• **Job**: Rewrite every line below from the line with "Segment white plastic" up to and including the line with "[683, 126, 719, 187]", offsetting each bounding box coordinate in the answers by 150.

• **Dataset**:
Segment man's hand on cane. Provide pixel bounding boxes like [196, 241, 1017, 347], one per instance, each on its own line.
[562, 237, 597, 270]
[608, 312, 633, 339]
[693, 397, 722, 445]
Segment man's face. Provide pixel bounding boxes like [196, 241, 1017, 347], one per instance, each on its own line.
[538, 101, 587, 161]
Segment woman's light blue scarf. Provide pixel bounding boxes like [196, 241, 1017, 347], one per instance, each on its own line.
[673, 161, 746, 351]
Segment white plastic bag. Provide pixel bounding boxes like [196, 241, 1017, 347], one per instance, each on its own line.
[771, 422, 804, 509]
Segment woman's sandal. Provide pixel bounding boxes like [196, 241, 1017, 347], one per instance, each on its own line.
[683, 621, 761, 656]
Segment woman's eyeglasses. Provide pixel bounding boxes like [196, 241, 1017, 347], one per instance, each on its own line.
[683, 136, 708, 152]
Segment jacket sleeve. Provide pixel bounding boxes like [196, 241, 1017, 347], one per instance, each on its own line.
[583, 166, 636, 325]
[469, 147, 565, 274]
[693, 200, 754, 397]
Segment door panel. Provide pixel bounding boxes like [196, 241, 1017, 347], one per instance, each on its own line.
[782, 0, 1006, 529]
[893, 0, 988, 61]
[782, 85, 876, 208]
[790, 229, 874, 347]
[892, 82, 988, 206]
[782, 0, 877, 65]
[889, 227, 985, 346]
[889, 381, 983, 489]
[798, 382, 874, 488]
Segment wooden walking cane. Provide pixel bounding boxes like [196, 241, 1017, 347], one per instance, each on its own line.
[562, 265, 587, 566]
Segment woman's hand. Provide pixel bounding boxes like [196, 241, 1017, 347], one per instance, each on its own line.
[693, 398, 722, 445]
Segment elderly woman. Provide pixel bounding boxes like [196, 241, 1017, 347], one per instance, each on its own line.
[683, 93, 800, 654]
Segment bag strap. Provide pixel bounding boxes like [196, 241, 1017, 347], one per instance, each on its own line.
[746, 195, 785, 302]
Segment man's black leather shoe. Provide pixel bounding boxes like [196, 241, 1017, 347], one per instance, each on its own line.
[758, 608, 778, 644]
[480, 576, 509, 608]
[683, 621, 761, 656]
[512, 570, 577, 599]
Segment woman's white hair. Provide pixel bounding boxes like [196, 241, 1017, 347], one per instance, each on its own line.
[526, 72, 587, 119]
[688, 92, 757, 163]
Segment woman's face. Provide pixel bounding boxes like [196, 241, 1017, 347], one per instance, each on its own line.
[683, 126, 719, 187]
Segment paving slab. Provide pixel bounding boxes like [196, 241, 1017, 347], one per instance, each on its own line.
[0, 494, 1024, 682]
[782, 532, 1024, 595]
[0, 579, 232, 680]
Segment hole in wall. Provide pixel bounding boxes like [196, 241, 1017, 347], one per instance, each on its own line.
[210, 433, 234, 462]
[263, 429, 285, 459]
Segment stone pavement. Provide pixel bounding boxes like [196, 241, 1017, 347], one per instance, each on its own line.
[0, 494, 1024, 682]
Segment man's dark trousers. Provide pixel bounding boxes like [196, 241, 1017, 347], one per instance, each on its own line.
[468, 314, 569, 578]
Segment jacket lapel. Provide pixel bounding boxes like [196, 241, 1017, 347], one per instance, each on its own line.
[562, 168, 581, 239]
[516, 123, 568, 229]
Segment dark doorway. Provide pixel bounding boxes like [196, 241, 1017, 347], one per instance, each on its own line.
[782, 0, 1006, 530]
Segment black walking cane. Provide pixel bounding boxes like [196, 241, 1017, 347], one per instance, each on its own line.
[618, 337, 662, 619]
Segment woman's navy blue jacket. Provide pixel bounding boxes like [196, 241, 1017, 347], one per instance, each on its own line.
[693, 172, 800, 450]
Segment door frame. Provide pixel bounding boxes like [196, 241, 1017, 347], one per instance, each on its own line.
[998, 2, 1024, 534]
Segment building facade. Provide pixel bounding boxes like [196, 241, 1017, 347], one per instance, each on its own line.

• **The response**:
Segment white plastic bag. Provide pixel bounding boxes like [196, 241, 1017, 347], one per instance, each on its own line.
[921, 572, 954, 659]
Segment woman's sandal. Provide pixel bounding boxes like [196, 241, 1017, 347], one per instance, each on its own line.
[833, 771, 911, 806]
Segment woman's eyeglasses. Provide pixel bounding boxes like [196, 241, 1017, 347], one per instance, each on its own line.
[833, 286, 858, 302]
Segment jacket sleeve. Provide pixel bounding boxes like [196, 241, 1017, 347], one per instance, each on its own line.
[733, 316, 786, 475]
[619, 297, 715, 424]
[843, 350, 904, 547]
Segment door panel. Provide pixel bounding boxes like [196, 241, 1017, 347], one per instance, each on its own line.
[932, 150, 1156, 679]
[1043, 150, 1138, 211]
[932, 235, 1026, 358]
[940, 379, 1024, 497]
[1042, 232, 1138, 356]
[932, 150, 1027, 215]
[1039, 377, 1135, 496]
[1039, 531, 1133, 639]
[948, 532, 1024, 638]
Segment wooden walking cane. Provide pixel bounding boxes like [196, 241, 1017, 347], one per instance, each on its own line.
[712, 415, 737, 716]
Segment woman's hand. Provide pixel bounding boxes like [196, 241, 1017, 347], one per instance, each on its own line.
[843, 548, 872, 595]
Segment elderly woman. Provide pixel bounding boxes like [196, 241, 1017, 347], one per instance, each on its own line.
[833, 243, 950, 804]
Segment bag strap. Provide pixel bounding boxes like [196, 241, 1017, 347], one per instance, each on its own line.
[896, 345, 935, 452]
Segment man's black leather shoe. Provide pixel bounding boxes like [196, 241, 1017, 347], one per instance, each on its own line.
[908, 758, 928, 794]
[630, 726, 659, 758]
[833, 771, 911, 806]
[662, 720, 727, 749]
Segment woman's white hair. Provide pixel bounding boxes like [196, 241, 1017, 347], one per instance, each on its own line.
[676, 222, 737, 269]
[838, 242, 907, 313]
Segment woman's face. Provide pixel bounding boxes like [196, 241, 1017, 347], one per instance, each on its own line.
[833, 276, 869, 337]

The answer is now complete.